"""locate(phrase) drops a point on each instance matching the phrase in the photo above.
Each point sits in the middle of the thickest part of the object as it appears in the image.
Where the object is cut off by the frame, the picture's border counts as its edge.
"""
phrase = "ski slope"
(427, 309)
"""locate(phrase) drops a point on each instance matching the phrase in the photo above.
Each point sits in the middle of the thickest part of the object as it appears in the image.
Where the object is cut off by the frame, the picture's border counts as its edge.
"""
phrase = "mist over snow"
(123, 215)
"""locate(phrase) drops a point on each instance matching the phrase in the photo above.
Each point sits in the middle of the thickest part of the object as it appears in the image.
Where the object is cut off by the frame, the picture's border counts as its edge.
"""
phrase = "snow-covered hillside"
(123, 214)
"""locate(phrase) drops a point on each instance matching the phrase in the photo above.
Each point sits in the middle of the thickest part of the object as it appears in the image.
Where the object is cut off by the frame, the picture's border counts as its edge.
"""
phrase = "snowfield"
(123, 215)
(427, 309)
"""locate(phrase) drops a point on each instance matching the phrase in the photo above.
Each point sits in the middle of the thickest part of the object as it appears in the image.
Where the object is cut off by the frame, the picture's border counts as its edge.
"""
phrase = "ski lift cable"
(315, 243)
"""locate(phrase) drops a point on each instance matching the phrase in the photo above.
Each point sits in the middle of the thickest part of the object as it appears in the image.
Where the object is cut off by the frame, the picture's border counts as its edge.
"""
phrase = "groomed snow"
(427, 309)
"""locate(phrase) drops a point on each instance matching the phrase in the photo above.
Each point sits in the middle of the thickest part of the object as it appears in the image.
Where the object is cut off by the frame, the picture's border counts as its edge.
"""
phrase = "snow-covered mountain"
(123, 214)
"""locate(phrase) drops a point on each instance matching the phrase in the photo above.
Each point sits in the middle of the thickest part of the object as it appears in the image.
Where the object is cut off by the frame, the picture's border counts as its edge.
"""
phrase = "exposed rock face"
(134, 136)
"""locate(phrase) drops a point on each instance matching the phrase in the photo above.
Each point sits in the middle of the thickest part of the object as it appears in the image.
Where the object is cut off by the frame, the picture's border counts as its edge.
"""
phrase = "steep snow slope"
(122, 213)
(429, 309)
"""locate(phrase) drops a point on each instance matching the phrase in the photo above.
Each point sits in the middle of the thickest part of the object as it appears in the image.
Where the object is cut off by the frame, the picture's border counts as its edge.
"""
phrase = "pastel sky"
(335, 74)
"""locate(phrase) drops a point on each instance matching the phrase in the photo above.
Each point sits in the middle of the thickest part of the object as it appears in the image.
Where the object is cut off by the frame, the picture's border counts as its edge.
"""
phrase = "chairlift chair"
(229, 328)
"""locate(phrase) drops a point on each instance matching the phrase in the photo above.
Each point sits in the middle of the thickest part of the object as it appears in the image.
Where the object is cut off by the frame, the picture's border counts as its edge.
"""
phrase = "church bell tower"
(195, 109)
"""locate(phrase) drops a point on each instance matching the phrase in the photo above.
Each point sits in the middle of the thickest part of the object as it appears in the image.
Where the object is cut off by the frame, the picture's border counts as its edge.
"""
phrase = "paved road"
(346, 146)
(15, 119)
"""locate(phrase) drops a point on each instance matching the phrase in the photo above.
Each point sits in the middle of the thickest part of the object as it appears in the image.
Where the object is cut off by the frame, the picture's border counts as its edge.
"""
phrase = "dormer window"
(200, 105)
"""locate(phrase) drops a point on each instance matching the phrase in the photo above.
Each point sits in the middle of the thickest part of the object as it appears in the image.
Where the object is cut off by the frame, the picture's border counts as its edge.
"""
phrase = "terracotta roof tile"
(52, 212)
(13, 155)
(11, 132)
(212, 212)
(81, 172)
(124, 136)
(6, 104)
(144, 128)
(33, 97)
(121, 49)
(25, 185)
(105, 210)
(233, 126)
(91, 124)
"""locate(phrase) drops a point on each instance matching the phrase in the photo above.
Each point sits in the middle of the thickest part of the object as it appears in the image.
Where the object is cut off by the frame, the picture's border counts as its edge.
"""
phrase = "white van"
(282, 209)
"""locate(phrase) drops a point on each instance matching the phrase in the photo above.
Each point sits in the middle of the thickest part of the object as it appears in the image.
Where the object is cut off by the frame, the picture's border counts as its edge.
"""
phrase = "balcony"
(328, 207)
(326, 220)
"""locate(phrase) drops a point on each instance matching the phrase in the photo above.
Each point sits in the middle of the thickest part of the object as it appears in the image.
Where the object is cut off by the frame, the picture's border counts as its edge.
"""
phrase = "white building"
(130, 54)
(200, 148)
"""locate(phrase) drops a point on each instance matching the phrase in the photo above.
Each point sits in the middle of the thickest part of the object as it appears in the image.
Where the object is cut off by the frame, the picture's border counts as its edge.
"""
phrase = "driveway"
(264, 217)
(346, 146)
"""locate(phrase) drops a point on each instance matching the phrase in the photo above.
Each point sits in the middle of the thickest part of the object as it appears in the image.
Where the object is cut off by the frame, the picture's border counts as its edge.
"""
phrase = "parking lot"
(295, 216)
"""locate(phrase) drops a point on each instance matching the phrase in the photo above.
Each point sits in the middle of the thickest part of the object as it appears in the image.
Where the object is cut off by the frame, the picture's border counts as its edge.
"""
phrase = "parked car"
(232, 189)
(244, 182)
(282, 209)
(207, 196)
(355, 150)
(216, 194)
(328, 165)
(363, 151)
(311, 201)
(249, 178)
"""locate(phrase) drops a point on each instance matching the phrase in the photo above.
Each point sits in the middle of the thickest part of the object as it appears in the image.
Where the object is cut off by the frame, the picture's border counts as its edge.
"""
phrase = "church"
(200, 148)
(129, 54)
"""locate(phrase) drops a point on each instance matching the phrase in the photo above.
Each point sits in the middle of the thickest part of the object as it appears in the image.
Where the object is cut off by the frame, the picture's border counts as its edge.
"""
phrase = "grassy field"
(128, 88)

--

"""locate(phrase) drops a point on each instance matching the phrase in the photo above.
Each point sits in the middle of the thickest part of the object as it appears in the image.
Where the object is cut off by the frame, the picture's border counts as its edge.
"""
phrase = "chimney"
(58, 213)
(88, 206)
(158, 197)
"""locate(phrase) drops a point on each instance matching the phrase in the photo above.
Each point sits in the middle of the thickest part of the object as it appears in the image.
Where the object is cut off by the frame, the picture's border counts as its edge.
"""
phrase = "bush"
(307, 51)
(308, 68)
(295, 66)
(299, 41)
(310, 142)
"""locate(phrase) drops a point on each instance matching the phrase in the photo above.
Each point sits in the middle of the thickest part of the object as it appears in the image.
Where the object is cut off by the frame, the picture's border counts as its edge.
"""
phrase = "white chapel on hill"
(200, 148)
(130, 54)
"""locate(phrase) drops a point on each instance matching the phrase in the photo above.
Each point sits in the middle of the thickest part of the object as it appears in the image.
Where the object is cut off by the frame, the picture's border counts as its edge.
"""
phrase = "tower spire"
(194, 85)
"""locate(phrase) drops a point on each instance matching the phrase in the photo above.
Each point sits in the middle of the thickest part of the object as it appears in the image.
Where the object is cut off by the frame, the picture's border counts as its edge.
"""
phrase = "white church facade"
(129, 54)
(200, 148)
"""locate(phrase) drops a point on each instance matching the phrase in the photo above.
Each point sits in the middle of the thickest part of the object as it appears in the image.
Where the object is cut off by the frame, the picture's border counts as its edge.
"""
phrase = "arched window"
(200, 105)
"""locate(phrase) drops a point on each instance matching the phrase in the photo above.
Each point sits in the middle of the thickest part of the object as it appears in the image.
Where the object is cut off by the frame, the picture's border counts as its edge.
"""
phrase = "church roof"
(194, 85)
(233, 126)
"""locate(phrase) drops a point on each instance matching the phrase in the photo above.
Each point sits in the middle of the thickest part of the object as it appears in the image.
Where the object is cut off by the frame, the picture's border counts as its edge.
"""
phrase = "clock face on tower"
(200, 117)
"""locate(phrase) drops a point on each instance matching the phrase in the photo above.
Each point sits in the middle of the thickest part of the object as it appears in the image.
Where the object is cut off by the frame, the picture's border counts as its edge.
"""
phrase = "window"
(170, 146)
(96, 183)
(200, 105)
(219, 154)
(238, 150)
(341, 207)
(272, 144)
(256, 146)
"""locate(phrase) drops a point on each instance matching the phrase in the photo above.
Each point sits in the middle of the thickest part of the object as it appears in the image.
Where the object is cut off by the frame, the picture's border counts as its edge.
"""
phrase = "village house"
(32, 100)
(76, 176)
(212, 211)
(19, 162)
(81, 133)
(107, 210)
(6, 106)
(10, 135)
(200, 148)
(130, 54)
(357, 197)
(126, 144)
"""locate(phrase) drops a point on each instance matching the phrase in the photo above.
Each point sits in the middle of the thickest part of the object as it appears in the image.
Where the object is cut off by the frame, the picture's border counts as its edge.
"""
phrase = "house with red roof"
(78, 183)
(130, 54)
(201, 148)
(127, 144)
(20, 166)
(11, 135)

* * *

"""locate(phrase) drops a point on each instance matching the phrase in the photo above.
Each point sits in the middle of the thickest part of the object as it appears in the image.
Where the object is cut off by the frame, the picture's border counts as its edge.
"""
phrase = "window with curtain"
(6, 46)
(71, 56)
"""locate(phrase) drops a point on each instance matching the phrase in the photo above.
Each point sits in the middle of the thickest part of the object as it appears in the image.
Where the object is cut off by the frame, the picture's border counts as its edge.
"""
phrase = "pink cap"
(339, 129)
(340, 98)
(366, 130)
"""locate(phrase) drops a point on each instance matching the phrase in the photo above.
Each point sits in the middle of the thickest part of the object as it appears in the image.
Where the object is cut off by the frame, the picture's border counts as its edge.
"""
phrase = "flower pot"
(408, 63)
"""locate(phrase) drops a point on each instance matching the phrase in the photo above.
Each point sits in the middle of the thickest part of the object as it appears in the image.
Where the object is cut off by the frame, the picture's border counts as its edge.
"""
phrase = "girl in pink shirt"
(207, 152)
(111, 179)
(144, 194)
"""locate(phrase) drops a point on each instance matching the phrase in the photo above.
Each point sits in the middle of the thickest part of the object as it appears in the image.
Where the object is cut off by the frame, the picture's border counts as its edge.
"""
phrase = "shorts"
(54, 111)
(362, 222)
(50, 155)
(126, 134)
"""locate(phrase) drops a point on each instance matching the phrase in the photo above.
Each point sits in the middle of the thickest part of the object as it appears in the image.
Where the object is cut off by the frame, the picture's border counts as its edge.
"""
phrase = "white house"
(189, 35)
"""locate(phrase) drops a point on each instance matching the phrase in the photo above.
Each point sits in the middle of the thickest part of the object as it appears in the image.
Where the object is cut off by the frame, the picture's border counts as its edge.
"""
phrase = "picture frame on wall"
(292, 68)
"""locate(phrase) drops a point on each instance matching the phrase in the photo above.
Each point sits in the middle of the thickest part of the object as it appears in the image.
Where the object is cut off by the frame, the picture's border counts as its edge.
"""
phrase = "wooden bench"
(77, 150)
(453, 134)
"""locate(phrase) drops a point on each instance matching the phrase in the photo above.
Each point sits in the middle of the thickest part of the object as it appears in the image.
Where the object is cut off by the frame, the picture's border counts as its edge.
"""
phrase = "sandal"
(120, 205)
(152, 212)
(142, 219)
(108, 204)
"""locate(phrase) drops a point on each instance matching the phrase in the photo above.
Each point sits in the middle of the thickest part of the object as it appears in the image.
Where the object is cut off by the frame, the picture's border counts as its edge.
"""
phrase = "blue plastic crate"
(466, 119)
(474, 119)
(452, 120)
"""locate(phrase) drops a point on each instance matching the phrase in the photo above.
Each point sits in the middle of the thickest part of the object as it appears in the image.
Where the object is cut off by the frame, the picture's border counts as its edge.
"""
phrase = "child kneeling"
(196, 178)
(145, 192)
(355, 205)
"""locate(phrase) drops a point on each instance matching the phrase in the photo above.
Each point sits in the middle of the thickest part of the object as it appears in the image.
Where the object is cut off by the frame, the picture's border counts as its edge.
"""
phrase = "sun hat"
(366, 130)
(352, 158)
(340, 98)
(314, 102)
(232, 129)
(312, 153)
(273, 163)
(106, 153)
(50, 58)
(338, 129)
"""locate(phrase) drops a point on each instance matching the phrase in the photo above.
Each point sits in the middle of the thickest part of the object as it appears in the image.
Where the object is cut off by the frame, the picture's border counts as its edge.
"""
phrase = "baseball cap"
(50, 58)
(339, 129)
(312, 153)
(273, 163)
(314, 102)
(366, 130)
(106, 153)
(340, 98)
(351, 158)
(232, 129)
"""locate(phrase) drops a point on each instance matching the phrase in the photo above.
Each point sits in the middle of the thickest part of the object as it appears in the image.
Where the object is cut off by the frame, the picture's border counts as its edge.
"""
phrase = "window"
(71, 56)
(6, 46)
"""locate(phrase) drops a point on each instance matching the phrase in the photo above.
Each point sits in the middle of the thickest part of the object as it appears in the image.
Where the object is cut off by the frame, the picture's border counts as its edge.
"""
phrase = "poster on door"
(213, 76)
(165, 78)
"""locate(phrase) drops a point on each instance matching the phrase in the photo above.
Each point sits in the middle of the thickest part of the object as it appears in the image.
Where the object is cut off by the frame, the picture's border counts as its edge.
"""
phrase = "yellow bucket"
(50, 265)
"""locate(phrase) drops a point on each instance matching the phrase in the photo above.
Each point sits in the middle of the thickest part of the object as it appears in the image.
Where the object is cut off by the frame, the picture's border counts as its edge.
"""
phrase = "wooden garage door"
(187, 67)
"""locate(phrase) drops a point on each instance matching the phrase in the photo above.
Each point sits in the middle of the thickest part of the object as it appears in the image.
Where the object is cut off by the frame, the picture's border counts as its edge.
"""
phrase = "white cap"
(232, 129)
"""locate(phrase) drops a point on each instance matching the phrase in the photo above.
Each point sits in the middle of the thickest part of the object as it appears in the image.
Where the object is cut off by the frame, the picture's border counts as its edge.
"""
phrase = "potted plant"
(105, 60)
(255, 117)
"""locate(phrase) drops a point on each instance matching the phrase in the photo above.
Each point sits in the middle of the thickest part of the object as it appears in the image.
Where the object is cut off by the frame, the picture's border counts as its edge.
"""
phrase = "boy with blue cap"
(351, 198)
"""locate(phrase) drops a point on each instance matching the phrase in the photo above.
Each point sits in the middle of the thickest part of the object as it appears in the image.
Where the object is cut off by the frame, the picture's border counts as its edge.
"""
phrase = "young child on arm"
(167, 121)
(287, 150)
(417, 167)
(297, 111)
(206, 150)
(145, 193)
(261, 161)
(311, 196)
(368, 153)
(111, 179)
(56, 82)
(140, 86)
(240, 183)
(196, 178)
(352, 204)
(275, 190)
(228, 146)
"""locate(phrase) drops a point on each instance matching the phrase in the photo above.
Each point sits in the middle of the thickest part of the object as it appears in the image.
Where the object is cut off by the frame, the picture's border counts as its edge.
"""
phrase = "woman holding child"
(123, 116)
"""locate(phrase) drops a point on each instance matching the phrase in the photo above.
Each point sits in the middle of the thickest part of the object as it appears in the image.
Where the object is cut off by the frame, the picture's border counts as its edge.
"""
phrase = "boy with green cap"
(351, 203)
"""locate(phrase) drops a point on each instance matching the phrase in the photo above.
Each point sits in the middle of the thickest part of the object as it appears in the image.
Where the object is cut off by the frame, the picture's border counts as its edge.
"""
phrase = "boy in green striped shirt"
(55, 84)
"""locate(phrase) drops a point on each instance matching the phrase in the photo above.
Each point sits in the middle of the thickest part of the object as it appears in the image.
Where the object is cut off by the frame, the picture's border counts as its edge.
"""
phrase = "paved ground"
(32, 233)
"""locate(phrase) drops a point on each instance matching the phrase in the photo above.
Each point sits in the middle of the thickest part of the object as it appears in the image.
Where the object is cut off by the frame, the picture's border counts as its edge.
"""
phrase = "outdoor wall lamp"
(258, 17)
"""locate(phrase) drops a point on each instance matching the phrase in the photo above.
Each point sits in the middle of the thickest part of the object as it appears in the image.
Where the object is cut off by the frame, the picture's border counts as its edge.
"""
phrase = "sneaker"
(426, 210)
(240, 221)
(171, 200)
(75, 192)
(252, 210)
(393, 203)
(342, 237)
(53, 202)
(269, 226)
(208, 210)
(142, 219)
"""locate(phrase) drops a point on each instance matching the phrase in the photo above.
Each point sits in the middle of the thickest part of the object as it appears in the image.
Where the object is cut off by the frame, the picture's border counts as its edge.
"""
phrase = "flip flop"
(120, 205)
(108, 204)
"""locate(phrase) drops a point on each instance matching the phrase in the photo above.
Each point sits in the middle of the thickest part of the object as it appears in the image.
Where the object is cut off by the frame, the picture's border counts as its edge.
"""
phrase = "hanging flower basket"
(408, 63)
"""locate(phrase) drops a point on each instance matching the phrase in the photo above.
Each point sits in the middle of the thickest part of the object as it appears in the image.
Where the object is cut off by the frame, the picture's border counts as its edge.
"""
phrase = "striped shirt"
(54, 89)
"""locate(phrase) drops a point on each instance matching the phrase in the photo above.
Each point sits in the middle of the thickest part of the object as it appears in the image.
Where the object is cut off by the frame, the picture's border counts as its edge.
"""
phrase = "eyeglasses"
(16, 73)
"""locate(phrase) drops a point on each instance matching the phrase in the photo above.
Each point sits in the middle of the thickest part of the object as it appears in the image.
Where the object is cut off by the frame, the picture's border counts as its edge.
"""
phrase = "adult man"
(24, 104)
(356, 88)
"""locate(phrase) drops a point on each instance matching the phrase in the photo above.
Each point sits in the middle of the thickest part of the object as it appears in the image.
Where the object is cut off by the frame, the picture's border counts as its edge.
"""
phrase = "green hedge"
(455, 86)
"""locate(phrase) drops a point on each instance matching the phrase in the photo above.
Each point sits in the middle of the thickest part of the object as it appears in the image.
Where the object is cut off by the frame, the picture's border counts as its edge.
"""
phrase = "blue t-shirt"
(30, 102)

▶ [REQUIRED TASK]
Report each line of the entries above that contains the word "green". Case counts.

▶ [RIGHT ANSWER]
phrase = "boy with green cap"
phrase = "boy in green striped shirt"
phrase = "green hedge"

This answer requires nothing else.